## ROWS:
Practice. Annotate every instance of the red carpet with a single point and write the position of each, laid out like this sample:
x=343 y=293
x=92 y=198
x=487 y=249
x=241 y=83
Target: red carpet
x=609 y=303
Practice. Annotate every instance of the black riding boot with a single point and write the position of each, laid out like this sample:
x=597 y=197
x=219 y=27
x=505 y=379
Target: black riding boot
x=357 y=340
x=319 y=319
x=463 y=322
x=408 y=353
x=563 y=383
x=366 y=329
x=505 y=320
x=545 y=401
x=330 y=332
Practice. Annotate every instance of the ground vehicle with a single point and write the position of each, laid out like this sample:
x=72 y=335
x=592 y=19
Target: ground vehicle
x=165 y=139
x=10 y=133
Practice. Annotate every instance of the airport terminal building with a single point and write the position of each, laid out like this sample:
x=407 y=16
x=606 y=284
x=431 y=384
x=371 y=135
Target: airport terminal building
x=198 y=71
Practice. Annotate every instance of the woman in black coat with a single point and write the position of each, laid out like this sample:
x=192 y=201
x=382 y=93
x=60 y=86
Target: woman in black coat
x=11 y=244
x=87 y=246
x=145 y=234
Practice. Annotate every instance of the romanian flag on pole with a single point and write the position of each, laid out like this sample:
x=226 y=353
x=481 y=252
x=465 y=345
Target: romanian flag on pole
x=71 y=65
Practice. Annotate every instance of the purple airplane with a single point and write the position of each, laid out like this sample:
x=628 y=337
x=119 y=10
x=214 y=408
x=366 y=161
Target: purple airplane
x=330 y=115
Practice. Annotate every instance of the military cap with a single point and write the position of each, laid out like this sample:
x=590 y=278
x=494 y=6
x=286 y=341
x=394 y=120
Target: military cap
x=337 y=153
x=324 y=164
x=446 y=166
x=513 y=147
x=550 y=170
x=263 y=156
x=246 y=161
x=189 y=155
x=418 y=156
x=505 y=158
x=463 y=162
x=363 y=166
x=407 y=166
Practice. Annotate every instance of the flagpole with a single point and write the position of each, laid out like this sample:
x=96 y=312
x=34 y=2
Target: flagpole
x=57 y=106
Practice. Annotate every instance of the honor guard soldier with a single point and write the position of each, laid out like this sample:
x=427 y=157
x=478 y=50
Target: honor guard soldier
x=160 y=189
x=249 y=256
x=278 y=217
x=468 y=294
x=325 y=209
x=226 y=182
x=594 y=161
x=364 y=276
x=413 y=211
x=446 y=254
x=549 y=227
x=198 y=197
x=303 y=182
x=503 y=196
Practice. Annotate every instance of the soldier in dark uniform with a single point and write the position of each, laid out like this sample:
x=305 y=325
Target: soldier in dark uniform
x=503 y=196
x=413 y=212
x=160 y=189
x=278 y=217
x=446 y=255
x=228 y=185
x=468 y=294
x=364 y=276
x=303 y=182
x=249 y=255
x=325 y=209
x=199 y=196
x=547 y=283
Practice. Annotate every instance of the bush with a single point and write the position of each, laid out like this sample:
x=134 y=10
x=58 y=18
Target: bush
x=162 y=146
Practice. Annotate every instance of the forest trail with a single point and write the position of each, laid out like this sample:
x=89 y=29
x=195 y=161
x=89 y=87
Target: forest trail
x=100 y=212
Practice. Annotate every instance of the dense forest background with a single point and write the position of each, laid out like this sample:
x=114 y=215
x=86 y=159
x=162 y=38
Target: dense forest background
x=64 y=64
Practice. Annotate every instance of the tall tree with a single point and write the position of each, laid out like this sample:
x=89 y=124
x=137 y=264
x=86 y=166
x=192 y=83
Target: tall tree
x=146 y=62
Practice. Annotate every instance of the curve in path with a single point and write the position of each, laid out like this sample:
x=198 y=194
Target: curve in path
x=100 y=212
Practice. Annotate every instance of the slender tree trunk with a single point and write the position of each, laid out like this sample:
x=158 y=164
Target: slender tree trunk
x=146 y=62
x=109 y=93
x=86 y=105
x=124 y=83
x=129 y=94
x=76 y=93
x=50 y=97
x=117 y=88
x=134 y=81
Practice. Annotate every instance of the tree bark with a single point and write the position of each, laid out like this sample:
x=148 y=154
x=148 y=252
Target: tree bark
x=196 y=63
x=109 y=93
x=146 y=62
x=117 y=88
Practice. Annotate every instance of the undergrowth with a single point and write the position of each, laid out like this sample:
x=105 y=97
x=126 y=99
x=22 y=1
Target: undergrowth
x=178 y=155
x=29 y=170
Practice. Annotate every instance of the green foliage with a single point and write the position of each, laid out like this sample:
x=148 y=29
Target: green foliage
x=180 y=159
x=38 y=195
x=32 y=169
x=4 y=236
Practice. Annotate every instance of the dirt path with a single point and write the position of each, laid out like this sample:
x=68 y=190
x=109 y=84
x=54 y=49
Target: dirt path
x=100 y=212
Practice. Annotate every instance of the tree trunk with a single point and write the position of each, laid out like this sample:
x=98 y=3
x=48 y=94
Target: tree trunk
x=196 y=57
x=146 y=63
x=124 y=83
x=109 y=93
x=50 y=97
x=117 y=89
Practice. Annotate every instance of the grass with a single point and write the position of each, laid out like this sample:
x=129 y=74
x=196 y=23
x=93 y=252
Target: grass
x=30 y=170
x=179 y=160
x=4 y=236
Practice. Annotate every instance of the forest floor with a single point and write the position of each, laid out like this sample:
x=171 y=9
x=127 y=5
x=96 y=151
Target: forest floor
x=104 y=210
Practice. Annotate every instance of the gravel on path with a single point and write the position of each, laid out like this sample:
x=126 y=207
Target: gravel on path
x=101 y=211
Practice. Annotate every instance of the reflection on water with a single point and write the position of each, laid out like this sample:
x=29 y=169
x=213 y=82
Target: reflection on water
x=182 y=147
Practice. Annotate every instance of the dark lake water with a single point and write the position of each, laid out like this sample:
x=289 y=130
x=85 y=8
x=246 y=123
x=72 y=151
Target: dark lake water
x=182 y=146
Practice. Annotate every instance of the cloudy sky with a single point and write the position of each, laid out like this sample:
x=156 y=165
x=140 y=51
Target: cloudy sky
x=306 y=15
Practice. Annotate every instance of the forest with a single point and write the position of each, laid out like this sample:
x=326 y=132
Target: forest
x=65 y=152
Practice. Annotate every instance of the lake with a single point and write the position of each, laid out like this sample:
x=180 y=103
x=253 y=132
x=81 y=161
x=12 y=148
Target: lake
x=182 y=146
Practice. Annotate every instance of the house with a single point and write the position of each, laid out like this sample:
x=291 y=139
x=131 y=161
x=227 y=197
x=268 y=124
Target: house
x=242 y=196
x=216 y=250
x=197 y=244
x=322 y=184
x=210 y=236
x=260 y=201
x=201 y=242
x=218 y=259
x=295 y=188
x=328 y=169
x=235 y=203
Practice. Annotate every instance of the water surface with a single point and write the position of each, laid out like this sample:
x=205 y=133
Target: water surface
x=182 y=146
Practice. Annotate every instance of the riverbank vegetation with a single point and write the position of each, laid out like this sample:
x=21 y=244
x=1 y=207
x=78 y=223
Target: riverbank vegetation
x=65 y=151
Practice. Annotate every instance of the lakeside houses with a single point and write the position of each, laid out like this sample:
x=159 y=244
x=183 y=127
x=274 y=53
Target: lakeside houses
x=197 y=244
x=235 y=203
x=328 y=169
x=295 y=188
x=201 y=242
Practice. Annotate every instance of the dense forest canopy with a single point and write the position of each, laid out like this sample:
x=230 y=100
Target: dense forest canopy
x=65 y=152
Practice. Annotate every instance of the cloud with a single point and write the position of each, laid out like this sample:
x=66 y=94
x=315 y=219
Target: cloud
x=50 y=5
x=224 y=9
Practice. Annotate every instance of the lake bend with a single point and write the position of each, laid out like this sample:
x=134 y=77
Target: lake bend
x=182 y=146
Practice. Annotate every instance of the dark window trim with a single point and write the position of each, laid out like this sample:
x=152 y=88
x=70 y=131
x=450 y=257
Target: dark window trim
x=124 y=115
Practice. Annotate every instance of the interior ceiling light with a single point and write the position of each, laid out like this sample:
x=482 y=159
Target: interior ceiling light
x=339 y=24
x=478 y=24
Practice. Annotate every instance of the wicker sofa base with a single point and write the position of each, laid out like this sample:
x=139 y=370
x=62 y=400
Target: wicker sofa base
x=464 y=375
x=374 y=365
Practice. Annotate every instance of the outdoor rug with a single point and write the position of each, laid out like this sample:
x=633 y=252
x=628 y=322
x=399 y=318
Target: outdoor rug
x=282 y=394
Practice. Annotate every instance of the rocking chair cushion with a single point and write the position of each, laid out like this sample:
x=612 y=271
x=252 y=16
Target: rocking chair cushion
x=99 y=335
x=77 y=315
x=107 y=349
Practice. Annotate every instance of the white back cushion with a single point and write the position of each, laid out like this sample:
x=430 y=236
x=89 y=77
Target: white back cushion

## WHAT IS NEEDED:
Please return, unchanged, every line from the start of the items through the line containing "x=609 y=303", including that line.

## SOLUTION TO THIS EXERCISE:
Practice. Annotate every instance of the red carpet with a single point and write the position of each, laid out like this sample:
x=343 y=293
x=92 y=198
x=487 y=249
x=241 y=83
Target: red carpet
x=609 y=303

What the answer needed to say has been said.